▶ _WHAT IS REQUIRED_:
Rewrite every line of the records from the line with "task: segment the **lateral petal**" to the line with "8), (112, 1)]", both ends included, and raise each coordinate in the answers by 34.

──────── LISTING ────────

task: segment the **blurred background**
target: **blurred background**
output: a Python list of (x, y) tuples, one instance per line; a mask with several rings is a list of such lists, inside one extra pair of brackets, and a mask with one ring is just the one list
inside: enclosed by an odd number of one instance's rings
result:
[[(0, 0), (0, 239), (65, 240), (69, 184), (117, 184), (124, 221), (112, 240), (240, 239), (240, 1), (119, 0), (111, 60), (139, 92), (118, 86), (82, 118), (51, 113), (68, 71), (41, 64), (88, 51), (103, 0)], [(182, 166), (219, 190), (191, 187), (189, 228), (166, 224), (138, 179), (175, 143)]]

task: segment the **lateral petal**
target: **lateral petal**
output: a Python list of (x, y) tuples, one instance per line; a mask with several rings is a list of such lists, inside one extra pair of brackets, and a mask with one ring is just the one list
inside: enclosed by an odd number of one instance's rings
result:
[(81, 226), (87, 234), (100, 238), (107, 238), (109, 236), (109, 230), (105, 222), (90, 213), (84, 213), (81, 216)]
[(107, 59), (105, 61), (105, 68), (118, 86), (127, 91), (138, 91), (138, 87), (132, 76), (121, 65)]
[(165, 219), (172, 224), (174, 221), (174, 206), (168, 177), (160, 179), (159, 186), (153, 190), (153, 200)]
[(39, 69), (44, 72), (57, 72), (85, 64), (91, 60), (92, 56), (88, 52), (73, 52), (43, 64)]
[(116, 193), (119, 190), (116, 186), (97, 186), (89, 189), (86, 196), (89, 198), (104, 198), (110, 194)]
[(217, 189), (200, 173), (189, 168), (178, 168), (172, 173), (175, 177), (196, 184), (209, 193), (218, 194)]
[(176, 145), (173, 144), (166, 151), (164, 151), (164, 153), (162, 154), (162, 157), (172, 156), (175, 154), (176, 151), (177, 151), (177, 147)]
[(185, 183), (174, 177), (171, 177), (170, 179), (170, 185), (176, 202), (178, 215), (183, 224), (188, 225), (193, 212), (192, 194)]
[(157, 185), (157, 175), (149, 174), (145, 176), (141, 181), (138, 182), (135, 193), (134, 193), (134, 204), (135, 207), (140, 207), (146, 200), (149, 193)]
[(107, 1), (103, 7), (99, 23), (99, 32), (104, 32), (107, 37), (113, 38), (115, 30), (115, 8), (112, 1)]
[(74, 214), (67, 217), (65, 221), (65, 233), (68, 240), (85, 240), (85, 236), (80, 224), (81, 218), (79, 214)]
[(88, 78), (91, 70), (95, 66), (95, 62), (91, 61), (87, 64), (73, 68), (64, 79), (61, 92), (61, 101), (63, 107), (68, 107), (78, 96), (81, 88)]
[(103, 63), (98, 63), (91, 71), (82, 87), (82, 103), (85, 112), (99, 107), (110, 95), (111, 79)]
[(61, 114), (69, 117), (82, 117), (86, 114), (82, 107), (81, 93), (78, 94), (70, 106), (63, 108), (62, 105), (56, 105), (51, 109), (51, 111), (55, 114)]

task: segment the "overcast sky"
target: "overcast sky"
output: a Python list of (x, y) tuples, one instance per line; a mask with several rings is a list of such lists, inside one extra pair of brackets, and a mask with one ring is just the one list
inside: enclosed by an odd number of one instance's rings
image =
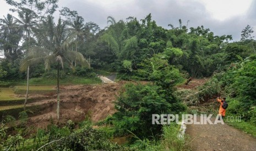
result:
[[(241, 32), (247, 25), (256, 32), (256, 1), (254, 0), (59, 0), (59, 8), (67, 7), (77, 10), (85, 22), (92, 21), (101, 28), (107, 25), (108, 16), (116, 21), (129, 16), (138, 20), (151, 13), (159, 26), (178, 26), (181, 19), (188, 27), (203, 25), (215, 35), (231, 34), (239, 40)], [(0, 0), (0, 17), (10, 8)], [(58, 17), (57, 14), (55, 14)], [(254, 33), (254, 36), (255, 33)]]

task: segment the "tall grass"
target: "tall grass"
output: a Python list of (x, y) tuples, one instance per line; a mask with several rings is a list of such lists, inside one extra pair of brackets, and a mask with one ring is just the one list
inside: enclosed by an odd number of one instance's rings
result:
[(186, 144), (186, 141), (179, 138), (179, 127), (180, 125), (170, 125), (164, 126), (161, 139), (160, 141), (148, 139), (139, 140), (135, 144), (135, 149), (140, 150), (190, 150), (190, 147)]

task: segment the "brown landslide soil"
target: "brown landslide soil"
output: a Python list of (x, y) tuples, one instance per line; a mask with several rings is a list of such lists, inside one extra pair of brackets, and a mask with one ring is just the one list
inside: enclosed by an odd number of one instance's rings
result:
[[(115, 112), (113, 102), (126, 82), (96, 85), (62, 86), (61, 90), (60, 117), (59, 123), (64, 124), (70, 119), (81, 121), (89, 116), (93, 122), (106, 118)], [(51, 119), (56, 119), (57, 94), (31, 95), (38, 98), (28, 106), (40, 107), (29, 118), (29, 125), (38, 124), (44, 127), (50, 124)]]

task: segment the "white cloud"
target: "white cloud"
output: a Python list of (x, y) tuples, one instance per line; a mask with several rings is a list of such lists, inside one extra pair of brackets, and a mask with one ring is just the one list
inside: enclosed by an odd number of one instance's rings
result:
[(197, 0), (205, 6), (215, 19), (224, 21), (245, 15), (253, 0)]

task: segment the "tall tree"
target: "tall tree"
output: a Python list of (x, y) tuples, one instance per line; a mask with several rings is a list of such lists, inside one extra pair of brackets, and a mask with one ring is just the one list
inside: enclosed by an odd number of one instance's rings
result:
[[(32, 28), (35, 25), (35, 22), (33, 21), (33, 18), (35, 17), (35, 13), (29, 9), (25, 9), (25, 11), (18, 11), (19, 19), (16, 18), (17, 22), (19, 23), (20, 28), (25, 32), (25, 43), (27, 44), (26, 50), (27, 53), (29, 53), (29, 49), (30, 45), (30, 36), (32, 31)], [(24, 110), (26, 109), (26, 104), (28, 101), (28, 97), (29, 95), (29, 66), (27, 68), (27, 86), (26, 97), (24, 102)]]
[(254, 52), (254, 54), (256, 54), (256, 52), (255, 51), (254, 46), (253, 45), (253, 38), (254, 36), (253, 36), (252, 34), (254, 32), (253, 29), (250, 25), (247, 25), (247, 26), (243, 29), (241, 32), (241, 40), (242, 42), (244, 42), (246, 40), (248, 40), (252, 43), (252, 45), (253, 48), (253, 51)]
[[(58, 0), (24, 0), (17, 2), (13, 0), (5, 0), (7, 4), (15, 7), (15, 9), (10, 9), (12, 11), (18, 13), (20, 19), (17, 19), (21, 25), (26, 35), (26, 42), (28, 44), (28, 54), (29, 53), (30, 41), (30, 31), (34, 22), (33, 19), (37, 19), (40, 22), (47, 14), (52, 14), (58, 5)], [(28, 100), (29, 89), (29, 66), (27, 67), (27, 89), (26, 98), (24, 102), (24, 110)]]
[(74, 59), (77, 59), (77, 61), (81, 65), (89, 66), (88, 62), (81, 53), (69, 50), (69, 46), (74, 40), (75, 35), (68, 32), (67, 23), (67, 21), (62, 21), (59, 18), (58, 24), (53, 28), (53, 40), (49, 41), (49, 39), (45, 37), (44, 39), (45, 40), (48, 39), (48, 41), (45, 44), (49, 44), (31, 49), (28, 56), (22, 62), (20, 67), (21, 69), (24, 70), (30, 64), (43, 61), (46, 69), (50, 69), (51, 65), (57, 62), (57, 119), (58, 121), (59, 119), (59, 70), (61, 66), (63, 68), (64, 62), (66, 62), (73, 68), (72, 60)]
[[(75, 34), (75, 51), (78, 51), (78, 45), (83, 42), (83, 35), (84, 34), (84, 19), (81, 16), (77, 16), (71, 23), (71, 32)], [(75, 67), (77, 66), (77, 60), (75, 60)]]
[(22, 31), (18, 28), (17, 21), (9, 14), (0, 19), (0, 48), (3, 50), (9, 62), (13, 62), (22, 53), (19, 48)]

────────

▶ _PROBLEM SOLUTION_:
task: segment the **lateral petal**
target: **lateral petal**
output: a Python list of (x, y) tuples, one instance per line; a mask with several rings is a list of such lists, inside one extra pair of brackets, and a mask with one ring is just the one list
inside: enclosed by an odd number of one instance's rings
result:
[(115, 260), (121, 268), (134, 272), (141, 272), (143, 270), (143, 264), (139, 256), (124, 247), (118, 247), (115, 250)]
[(141, 93), (139, 95), (139, 102), (152, 120), (161, 125), (172, 125), (172, 121), (166, 110), (155, 99)]
[(199, 253), (206, 258), (208, 255), (208, 240), (202, 211), (194, 213), (193, 220), (187, 224), (187, 234)]
[(73, 103), (78, 106), (91, 106), (119, 98), (125, 94), (126, 90), (122, 86), (107, 86), (77, 98)]
[(150, 227), (153, 224), (150, 220), (131, 220), (123, 223), (120, 230), (123, 232), (138, 232), (144, 228)]
[(251, 223), (234, 207), (223, 202), (212, 202), (206, 207), (209, 211), (230, 218), (243, 227), (252, 228)]
[(210, 179), (207, 178), (200, 185), (198, 185), (198, 187), (196, 188), (196, 191), (206, 190), (209, 188), (210, 185), (211, 185), (211, 181)]
[(219, 217), (208, 211), (205, 211), (204, 213), (204, 219), (210, 236), (212, 249), (217, 258), (222, 259), (227, 246), (226, 228)]
[(191, 219), (191, 209), (183, 208), (179, 210), (175, 215), (172, 216), (169, 227), (168, 227), (168, 238), (169, 241), (174, 241), (180, 234), (183, 227)]
[(141, 35), (137, 41), (133, 57), (133, 66), (138, 66), (141, 71), (147, 72), (149, 64), (149, 42), (146, 35)]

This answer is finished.